* **Excerpt to read**
-------------------------

Showing posts with label Vienna Philharmonic. Show all posts
Showing posts with label Vienna Philharmonic. Show all posts

Wednesday, 28 December 2016

CD Review (The Straits Times, December 2016)



NEW YEAR'S CONCERT 2016
Vienna Philharmonic / MARISS JANSONS
Sony Classical 88875174772 / ****1/2

75 years of the Vienna Philharmonic Orchestra's patented New Year Concerts have yielded over 319 different works by the Strauss family and other composers of festive light music, and more are added every year to this delectable smorgasbord of confections and lollipops. 

The 2016 edition conducted by Latvia-born Mariss Jansons throws in eight more works not previous heard in the Golden Hall of Vienna's Musikverein. Heading this list is Robert Stolz's United Nations March, composed as recently as 1962 and the most “modern” work ever performed in this series.

Also heard for the first time are Waldteufel's España (using the same tunes as Chabrier's España), Hellmesberger's Ball Scene, Ziehrer's Viennese Maidens, Eduard Strauss' Out Of Bounds, and three other Johann Strauss II rarities, all agreeable fare for the occasion. 

The familiar favourites also return, such as the Emperor Waltz, Treasure Waltz, Pleasure Train, Josef Strauss' Music Of The Spheres, and the sine qua non obligates - The Beautiful Blue Danube and Johann Strauss the Elder's Radetzky March - with synchronised clapping from the audience. Like all things Viennese, old habits die hard, and older pleasures ever more so.

-------------------------

* **Given data**
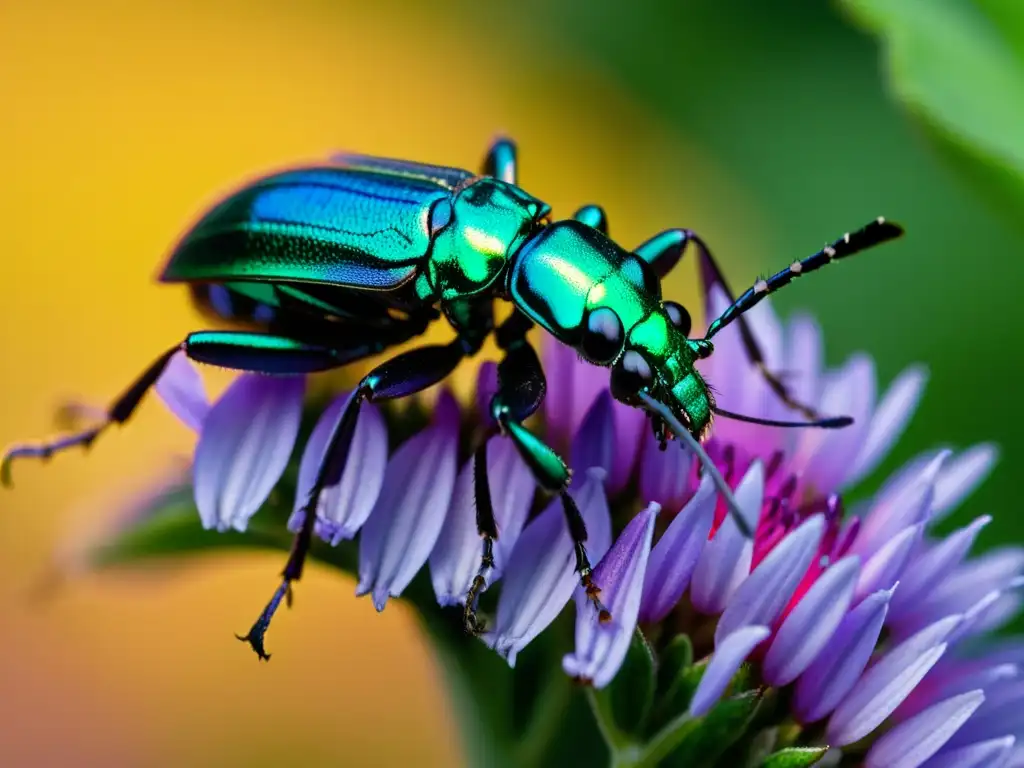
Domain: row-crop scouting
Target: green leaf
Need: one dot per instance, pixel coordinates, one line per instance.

-------------------------

* **Exercises**
a) Using the CD review, decide whether each statement agrees with it: (i) Mariss Jansons conducted the 2016 edition, (ii) Robert Stolz's United Nations March was composed in 1952, and (iii) Waldteufel's España uses the same tunes as Chabrier's España. Answer yes or no for each and quote the words that decide it.
b) Write out the CD review word for word from "75 years of" to "for the occasion.".

* **Answers to the problems**
a)
(i) Yes: "The 2016 edition conducted by Latvia-born Mariss Jansons"
(ii) No: "composed as recently as 1962"
(iii) Yes: "using the same tunes as Chabrier's España"

b)
75 years of the Vienna Philharmonic Orchestra's patented New Year Concerts have yielded over 319 different works by the Strauss family and other composers of festive light music, and more are added every year to this delectable smorgasbord of confections and lollipops. 

The 2016 edition conducted by Latvia-born Mariss Jansons throws in eight more works not previous heard in the Golden Hall of Vienna's Musikverein. Heading this list is Robert Stolz's United Nations March, composed as recently as 1962 and the most “modern” work ever performed in this series.

Also heard for the first time are Waldteufel's España (using the same tunes as Chabrier's España), Hellmesberger's Ball Scene, Ziehrer's Viennese Maidens, Eduard Strauss' Out Of Bounds, and three other Johann Strauss II rarities, all agreeable fare for the occasion.